### TASK ITEM
Every entry should be returned exactly. Omit none of them.

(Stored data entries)

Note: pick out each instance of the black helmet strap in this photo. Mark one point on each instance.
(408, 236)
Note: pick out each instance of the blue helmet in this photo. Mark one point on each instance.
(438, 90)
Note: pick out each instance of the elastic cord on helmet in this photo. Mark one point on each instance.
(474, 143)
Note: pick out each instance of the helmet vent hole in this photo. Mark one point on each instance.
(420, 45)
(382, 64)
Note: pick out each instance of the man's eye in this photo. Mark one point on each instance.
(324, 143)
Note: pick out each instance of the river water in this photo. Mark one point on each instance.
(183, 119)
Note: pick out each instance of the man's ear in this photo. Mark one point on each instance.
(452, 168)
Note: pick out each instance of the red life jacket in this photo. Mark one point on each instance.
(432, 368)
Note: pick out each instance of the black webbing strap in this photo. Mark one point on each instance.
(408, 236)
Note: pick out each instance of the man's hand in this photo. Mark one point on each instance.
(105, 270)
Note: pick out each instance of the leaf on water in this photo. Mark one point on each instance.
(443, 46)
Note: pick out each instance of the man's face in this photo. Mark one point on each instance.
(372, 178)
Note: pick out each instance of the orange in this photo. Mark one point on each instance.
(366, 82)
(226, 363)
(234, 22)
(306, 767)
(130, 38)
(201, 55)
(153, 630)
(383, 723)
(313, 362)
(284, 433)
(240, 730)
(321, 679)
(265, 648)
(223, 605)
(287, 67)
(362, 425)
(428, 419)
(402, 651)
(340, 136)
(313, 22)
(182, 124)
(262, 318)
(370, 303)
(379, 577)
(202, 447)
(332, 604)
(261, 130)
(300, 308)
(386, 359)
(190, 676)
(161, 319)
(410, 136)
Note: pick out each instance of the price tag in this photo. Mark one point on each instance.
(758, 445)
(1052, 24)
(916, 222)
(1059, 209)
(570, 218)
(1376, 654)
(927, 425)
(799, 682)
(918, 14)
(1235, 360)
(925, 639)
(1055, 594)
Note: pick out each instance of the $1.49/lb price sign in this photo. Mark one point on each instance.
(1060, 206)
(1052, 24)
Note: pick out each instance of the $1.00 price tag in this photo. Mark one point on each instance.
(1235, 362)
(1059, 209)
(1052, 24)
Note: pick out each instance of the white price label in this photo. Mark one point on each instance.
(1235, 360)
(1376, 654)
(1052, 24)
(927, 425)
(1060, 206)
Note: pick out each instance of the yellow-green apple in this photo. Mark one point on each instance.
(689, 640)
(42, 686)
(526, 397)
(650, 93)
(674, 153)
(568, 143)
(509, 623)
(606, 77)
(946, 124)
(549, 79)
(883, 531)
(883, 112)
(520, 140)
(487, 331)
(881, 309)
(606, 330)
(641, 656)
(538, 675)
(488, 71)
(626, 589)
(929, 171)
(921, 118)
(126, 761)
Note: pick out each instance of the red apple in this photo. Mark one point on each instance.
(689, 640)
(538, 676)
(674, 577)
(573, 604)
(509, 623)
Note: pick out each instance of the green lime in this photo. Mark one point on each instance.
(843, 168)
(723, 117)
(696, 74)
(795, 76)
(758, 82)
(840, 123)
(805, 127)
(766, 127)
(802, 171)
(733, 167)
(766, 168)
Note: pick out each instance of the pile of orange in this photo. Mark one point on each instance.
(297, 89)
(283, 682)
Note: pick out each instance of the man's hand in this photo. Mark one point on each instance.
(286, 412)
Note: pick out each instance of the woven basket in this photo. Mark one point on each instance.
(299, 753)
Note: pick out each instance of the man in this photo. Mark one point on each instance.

### WRITTEN RESPONSE
Note: pick out each instance of the black helmet strap in this photo. Mark one point on each instance.
(408, 236)
Note: pick out each instance of the blue helmet in this photo. Mark one point on each instance.
(438, 90)
Note: pick out each instance of the elastic cord on helmet in this photo. Mark one point on each instance.
(474, 143)
Note: pick out each instance of the helmet vent hole in this photo. Mark one point on each instance.
(420, 45)
(382, 64)
Note: pick out each instance of the man's eye in this photo. Mark one point on each instance.
(324, 143)
Note: pick out each instance of the river water in this photo. Mark one point on each instance.
(183, 119)
Note: pick out each instance of the man's ear in this photo. Mark one point on each instance.
(452, 168)
Note: pick out each instance of the red life jacket in this photo. Mark one point on each instance.
(432, 368)
Note: pick out each instance of the black webbing strap in this photo. Mark one point on each instance.
(408, 236)
Note: pick out each instance of the man's hand in this photo. Mark one point on each instance.
(105, 270)
Note: pick out each instance of the leaf on water in this photo. Mark one point on each instance.
(443, 46)
Note: pick out each instance of the man's face in this photo. Mark one point on each instance.
(372, 178)
Note: pick out each instance of the orange in this photo. Mark one point on each instance.
(366, 82)
(226, 363)
(234, 22)
(306, 767)
(130, 38)
(201, 55)
(153, 630)
(383, 723)
(313, 362)
(284, 433)
(240, 730)
(321, 679)
(265, 648)
(223, 605)
(287, 67)
(362, 425)
(428, 419)
(402, 651)
(340, 136)
(313, 22)
(182, 124)
(262, 318)
(370, 303)
(379, 577)
(202, 447)
(332, 604)
(261, 130)
(300, 308)
(386, 359)
(190, 676)
(161, 319)
(410, 136)
Note: pick out each instance of the price tag in this photo. Mark one point on each instance.
(758, 445)
(1052, 24)
(916, 222)
(1059, 209)
(570, 218)
(1376, 654)
(927, 425)
(799, 682)
(918, 14)
(1235, 360)
(925, 639)
(1055, 594)
Note: pick out each instance of the $1.49/lb price sign in this photo. Mark one point on each instance.
(1060, 206)
(1052, 24)
Note: pick out each instance of the $1.00 price tag in this photo. Mark one point on each instance.
(1235, 362)
(1059, 209)
(1052, 24)
Note: pick out each instance of the white price label in this photo. Mark one point on each instance.
(1235, 360)
(1376, 654)
(1052, 24)
(927, 425)
(1060, 206)
Note: pick out each instance of the yellow-green apple in this photo. Mark one point on each instance.
(689, 640)
(42, 686)
(526, 397)
(650, 93)
(674, 153)
(568, 143)
(509, 623)
(606, 77)
(946, 124)
(549, 79)
(883, 531)
(883, 112)
(520, 140)
(487, 331)
(881, 309)
(606, 330)
(641, 656)
(538, 675)
(488, 71)
(626, 589)
(929, 171)
(921, 118)
(126, 761)
Note: pick out each instance of the red apple in this photo. Mark one point on each instance.
(689, 640)
(538, 676)
(674, 577)
(573, 604)
(509, 623)
Note: pick out each instance of the green lime in this photo. Mark one point on each instance.
(843, 168)
(723, 117)
(696, 74)
(795, 76)
(758, 82)
(840, 123)
(805, 127)
(766, 127)
(802, 171)
(733, 167)
(766, 168)
Note: pick out each instance of the pile of orange in this photo. Mark one point on each instance.
(297, 89)
(283, 682)
Note: pick out each instance of the man's hand in this photo. Mark one point on each instance.
(286, 412)
Note: pick out each instance of the woven basket in this photo. Mark one point on each instance.
(299, 753)
Note: pick out each instance of the man in this photo. Mark one point on each instance.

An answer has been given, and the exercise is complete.